══ Material shown

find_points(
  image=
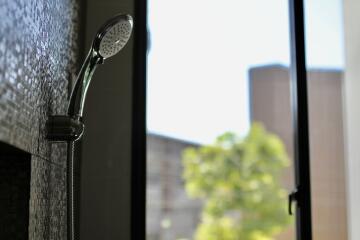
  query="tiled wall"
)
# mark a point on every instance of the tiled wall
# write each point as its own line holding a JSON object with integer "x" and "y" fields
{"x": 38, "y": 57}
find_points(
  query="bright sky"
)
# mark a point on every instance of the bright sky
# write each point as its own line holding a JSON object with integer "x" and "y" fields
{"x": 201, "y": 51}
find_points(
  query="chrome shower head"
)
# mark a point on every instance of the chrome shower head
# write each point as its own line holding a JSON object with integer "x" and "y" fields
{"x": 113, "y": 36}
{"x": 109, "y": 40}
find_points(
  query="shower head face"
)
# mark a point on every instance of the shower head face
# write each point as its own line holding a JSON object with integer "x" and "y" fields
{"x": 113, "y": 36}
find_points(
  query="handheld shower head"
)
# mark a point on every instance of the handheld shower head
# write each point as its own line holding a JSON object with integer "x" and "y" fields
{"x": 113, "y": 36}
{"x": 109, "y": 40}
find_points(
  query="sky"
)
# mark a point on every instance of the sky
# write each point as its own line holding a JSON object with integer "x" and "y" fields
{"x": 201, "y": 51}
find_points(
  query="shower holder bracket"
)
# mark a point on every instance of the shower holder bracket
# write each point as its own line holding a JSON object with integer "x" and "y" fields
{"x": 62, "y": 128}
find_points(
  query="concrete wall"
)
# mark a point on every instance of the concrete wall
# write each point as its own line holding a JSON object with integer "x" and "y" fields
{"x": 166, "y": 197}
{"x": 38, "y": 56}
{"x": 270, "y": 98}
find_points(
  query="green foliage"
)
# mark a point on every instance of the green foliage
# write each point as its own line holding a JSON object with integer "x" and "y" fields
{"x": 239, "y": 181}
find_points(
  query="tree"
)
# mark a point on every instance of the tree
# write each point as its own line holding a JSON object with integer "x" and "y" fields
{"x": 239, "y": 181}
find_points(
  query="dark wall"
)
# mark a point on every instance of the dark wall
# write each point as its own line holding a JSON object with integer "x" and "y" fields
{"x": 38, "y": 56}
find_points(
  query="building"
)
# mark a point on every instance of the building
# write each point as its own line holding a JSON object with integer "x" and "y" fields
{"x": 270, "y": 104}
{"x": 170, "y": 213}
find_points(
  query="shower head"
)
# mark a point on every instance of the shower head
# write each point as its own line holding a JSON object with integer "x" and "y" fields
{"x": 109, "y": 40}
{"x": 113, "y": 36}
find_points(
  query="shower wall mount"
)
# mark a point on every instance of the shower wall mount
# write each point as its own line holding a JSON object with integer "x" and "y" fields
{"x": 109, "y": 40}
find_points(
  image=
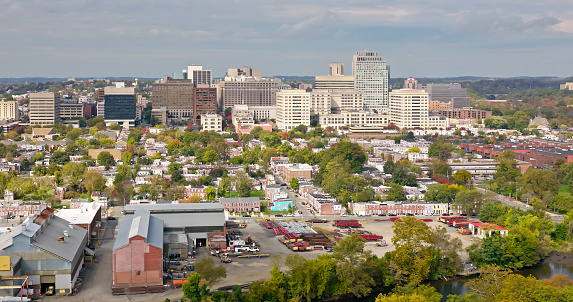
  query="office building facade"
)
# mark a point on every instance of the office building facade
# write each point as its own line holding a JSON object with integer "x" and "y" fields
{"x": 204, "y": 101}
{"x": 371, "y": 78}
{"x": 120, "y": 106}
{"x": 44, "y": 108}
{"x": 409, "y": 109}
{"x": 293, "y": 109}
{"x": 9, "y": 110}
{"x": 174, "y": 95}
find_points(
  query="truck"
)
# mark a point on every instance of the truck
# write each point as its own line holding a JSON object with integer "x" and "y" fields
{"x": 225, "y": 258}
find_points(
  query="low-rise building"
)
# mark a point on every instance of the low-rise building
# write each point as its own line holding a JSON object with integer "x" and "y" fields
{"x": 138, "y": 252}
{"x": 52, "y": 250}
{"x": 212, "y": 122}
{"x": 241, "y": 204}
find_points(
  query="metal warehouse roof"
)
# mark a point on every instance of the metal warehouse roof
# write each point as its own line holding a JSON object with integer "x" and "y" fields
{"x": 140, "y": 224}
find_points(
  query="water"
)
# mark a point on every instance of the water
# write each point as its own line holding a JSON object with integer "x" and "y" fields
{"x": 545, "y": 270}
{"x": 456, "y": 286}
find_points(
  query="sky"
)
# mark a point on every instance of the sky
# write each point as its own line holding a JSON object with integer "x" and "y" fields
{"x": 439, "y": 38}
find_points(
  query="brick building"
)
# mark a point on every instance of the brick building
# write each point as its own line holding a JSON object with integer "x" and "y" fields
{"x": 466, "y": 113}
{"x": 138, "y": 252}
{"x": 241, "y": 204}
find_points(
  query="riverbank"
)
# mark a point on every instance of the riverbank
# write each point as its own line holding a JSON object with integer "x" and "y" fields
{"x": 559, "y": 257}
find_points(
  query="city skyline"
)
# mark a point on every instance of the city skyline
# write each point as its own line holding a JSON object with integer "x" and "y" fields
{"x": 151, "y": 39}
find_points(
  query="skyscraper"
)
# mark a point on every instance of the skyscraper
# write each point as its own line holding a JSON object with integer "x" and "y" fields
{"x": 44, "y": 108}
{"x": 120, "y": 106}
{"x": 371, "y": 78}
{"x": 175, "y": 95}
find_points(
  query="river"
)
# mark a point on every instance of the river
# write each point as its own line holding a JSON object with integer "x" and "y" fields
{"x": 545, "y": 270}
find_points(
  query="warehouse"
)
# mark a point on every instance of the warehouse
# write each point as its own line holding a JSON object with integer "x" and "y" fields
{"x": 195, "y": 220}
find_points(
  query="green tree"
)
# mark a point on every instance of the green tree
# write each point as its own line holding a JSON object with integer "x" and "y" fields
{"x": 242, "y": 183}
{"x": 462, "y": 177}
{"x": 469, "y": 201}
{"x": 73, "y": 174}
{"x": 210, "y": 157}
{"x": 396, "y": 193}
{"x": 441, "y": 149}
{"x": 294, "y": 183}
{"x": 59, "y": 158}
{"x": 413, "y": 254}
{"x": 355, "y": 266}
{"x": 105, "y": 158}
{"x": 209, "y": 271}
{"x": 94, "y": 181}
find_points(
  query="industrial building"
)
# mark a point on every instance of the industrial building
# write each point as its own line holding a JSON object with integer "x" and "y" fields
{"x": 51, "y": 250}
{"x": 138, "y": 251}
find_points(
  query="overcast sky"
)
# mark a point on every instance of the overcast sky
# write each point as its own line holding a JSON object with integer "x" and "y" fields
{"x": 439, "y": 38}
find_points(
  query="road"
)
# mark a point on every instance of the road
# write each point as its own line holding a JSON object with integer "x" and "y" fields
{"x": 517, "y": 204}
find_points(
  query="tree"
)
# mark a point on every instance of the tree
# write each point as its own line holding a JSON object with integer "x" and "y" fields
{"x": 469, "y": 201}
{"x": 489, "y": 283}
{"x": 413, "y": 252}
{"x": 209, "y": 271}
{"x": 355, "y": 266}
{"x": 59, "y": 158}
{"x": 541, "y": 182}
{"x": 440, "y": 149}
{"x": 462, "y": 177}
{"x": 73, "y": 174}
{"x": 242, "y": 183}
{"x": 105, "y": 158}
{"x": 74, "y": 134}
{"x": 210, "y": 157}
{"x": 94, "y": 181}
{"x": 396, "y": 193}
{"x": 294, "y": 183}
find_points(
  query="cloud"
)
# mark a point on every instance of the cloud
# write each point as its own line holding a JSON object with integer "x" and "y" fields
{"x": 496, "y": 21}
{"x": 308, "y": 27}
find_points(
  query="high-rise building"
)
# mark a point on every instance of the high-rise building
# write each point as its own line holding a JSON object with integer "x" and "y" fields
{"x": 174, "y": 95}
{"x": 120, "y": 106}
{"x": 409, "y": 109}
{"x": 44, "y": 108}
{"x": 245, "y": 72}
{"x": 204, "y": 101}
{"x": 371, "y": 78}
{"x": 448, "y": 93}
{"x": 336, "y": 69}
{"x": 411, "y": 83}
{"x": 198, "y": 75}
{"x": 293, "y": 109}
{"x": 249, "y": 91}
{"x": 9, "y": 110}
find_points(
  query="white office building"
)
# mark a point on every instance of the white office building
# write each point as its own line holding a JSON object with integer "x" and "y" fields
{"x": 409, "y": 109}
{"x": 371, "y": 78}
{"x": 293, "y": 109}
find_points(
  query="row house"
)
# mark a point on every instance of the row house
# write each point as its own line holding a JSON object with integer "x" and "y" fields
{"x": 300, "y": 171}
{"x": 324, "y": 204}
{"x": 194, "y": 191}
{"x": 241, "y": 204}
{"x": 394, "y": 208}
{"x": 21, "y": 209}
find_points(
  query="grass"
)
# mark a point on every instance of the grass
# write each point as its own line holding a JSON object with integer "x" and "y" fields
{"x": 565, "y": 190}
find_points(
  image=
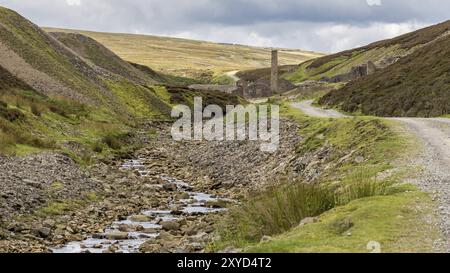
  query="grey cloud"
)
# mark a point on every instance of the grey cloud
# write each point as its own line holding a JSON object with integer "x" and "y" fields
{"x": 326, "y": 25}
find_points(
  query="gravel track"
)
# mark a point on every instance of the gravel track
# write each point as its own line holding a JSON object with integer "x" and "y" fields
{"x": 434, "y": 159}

════

Show every line from the listing above that contains the word "city".

  query="city skyline"
# mark a point on every instance of the city skyline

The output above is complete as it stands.